**TEXT UNDER STUDY**
%%
The Workshop on Chatbots and Agentic Technologies (WOCHAT 2026) brings together researchers and innovators shaping the future of conversational AI. From agentic chat systems and multimodal interaction to multi-agent coordination, domain-specific applications, extended emotion modeling, and new evaluation dimensions like commonsense and theory of mind.
WOCHAT explores dialogue systems that reason, collaborate, and understand beyond words. Join us to advance the next generation of intelligent, adaptive, and socially aware conversational technologies.
Motivation
Conversational AI is undergoing a structural transformation. Dialogue systems are evolving from reactive turn-level responders into agentic systems capable of planning, reasoning, collaborating, and adapting over extended interactions. This transition raises foundational research questions that remain underexplored within dialogue research.
WOCHAT 2026 is motivated by three critical gaps:
Agentic Dialogue Modeling: While large language models enable fluent responses, goal-driven planning, long-term coherence, and task-level autonomy remain open research challenges. Dialogue systems must integrate decision-making, memory, and structured planning while maintaining conversational naturalness.
%%
**WHAT YOU WILL DO**
a. In the workshop text, what name is given to the first of the gaps that motivate WOCHAT 2026?
b. Extend the WOCHAT 2026 workshop text from its last sentence.
The data after the workshop text is not needed for any of the work here.

(Natural-language object grounding data)
%%
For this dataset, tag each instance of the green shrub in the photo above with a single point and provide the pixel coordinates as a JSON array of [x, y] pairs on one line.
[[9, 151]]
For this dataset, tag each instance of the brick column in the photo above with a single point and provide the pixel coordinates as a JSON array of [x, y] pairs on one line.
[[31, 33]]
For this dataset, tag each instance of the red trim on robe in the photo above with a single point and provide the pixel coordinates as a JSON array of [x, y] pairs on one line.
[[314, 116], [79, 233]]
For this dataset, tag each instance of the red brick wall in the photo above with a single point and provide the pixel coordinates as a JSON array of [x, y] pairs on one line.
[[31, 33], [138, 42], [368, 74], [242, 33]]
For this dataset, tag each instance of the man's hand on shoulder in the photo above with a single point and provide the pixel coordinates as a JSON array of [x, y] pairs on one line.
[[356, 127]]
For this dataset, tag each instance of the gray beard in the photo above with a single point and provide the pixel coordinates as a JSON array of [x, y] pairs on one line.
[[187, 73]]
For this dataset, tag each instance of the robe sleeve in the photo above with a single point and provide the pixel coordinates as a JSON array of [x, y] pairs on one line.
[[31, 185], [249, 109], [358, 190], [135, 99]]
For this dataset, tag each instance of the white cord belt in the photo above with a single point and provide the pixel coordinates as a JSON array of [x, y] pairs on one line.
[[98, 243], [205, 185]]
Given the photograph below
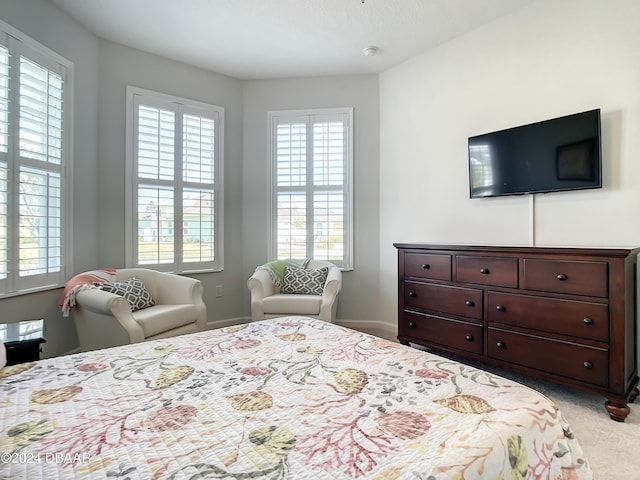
%%
**YOUR RESPONSES**
a. Agentic Dialogue Modeling

b.
Multi-Agent and Multimodal Interaction: Human communication is multimodal and collaborative. Dialogue research must address how agents integrate linguistic, visual, and contextual signals, and how multiple agents coordinate, negotiate, and share information within conversational settings. The intersection of multi-agent systems and dialogue modeling represents a fertile but fragmented research space.
Evaluation Beyond Surface Fluency: Traditional automatic metrics inadequately capture higher-order dialogue qualities such as reasoning, commonsense grounding, emotional nuance, and theory-of-mind. The community lacks robust, reproducible evaluation methodologies for agentic and socially aware conversational systems. Addressing this evaluation gap is essential for scientific progress and responsible deployment.
Additionally, real-world applications in finance, legal reasoning, cultural heritage, and cybersecurity expose the limitations of current systems in terms of robustness, explainability, and trustworthiness. These domains provide stress tests that surface core methodological challenges in dialogue research.
By focusing on these issues, WOCHAT 2026 directly aligns with SIGDIAL’s mission to advance the theory and practice of discourse and dialogue systems. The workshop emphasizes methodological rigor, reproducibility, and cross-disciplinary integration between dialogue modeling, multi-agent coordination, affective computing, and evaluation science.